_Brief_.
Reproduce the rows from the line containing "Every instance of the arched" through the end of the rows, replacing "doorway" with "entryway" and leaving all other text unchanged.

_Provided records_.
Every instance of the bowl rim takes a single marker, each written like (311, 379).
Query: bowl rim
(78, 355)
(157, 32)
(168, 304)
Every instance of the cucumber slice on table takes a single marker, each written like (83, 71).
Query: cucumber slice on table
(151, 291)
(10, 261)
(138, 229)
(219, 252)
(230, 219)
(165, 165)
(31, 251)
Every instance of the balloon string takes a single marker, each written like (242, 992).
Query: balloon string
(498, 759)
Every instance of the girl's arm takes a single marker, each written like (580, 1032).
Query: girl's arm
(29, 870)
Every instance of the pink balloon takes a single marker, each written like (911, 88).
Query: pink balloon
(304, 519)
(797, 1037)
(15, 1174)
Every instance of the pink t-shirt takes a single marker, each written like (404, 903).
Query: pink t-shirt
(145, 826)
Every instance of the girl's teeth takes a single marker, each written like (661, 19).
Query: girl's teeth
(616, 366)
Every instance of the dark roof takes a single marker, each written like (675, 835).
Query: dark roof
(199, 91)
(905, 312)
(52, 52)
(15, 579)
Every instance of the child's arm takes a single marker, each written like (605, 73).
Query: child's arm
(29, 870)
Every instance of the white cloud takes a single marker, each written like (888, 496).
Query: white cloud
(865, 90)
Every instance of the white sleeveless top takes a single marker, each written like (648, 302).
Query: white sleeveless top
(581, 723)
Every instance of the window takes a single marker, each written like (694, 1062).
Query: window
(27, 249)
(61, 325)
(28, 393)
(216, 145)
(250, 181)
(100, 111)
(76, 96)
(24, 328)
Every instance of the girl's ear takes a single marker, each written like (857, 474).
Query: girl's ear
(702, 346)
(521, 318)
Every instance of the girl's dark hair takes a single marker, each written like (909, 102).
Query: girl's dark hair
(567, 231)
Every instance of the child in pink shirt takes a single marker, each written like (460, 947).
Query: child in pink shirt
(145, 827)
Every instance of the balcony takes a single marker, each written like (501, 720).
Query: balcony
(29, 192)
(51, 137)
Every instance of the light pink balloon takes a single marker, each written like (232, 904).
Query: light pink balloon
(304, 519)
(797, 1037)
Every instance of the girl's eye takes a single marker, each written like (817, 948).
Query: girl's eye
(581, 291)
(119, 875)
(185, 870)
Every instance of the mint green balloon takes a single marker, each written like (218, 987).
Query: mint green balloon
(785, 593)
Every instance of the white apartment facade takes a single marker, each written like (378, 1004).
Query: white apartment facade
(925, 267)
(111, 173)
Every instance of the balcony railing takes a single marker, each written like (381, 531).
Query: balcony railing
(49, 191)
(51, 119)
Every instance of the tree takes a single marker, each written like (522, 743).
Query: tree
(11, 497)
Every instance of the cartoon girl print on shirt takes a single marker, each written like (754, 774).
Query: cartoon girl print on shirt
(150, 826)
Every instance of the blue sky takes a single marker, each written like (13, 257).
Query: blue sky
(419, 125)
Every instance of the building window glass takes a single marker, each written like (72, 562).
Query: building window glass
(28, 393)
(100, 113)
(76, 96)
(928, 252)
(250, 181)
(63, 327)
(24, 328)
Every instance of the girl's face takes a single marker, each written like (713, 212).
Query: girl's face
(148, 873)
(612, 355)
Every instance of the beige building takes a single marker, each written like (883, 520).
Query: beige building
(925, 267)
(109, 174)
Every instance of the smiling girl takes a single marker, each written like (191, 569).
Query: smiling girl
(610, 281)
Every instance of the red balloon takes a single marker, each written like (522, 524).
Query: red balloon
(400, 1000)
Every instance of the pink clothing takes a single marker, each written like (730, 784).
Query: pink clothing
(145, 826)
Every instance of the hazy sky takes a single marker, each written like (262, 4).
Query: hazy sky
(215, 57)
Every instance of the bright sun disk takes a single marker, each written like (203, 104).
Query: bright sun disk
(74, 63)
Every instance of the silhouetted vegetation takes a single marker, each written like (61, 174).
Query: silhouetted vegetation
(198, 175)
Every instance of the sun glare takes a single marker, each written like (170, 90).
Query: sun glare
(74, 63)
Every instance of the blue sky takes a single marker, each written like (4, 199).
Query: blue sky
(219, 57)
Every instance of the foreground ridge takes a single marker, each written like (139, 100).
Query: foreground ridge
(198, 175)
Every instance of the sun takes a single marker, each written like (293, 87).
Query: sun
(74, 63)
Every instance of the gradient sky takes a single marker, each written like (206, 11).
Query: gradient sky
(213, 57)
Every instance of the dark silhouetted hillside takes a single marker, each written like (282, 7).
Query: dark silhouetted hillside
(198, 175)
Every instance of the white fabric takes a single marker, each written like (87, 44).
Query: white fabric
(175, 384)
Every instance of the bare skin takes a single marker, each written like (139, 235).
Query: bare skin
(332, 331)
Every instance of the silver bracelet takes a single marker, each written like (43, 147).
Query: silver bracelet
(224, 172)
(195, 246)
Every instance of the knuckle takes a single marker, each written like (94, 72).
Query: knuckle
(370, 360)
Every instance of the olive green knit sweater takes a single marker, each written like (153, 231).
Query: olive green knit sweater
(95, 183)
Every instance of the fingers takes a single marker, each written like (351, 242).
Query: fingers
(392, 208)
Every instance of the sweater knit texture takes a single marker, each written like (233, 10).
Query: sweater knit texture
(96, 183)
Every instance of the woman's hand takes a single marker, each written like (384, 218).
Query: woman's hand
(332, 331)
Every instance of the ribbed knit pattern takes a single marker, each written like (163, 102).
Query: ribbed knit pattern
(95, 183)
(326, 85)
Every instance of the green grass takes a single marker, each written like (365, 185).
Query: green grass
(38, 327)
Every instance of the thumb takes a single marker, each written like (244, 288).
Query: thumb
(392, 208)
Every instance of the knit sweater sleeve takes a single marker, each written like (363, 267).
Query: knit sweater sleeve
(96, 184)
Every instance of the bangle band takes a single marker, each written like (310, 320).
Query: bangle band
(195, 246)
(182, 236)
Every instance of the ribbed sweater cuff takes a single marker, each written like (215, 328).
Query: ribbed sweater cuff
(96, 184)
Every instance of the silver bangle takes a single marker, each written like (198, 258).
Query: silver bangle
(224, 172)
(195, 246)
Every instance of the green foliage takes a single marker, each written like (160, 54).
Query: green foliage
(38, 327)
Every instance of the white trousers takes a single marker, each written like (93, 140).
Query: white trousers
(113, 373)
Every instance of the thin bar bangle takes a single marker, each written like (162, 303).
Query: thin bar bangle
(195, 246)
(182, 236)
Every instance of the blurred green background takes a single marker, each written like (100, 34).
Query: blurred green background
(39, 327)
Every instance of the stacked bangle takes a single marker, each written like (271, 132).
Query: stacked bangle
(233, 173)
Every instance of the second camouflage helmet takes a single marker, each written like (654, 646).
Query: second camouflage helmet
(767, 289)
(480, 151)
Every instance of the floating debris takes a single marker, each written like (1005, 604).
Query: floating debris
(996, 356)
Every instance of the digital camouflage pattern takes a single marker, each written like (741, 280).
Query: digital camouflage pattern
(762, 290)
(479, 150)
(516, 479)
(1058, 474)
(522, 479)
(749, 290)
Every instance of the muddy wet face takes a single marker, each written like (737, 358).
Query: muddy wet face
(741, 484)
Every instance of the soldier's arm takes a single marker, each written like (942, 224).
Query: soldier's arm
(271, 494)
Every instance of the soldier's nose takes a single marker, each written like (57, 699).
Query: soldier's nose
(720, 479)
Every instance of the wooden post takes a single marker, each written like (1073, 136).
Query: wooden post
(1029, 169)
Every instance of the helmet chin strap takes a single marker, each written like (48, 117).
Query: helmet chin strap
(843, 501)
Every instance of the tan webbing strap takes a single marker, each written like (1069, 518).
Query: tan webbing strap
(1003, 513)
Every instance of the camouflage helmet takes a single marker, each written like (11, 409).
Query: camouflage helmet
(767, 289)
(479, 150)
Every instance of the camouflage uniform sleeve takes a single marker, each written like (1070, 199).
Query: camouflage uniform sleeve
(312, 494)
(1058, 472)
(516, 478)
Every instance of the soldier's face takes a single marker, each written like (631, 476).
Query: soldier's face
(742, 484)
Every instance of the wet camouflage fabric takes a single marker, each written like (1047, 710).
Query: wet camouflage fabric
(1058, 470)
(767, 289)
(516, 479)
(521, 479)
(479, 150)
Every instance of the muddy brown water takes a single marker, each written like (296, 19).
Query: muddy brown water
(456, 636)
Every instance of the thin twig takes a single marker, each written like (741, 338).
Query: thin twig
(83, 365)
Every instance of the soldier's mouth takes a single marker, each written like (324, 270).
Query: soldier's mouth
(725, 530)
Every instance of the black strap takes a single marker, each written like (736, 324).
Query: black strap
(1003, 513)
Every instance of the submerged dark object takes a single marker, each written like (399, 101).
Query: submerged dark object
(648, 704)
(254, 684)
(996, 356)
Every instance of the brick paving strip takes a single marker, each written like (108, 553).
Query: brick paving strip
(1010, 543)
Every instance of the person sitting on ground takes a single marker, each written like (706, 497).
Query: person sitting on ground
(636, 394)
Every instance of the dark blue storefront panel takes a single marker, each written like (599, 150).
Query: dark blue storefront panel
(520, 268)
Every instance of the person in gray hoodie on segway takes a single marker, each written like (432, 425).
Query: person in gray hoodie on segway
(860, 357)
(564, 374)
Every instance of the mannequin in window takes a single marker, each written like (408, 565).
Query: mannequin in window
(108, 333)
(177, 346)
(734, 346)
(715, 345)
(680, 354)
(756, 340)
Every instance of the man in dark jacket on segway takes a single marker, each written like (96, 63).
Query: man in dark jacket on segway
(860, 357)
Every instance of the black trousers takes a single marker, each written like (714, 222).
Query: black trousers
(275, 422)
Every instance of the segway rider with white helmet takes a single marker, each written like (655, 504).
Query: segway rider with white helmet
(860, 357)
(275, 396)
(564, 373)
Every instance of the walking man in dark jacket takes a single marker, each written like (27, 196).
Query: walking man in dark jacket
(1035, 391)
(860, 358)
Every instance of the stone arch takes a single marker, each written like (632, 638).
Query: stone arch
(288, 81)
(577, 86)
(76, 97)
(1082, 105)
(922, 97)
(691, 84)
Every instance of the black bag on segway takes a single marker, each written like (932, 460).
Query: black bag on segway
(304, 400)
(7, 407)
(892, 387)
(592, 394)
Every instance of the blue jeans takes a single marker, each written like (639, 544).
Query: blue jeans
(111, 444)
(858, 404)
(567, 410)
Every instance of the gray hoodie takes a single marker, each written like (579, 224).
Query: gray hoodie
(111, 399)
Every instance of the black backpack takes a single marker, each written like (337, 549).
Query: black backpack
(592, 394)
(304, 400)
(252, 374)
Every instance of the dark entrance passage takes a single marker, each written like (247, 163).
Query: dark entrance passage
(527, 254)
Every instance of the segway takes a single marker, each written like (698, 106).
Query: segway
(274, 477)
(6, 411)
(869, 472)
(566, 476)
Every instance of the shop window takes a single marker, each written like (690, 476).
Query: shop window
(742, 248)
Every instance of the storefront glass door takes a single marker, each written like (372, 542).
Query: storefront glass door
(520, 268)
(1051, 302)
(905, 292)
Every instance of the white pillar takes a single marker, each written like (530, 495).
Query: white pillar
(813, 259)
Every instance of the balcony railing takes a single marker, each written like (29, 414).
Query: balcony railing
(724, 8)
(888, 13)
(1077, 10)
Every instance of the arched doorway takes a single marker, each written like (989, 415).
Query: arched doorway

_Response to the task_.
Every instance of the arched entryway takes a single marker, each written like (989, 415).
Query: arched entryway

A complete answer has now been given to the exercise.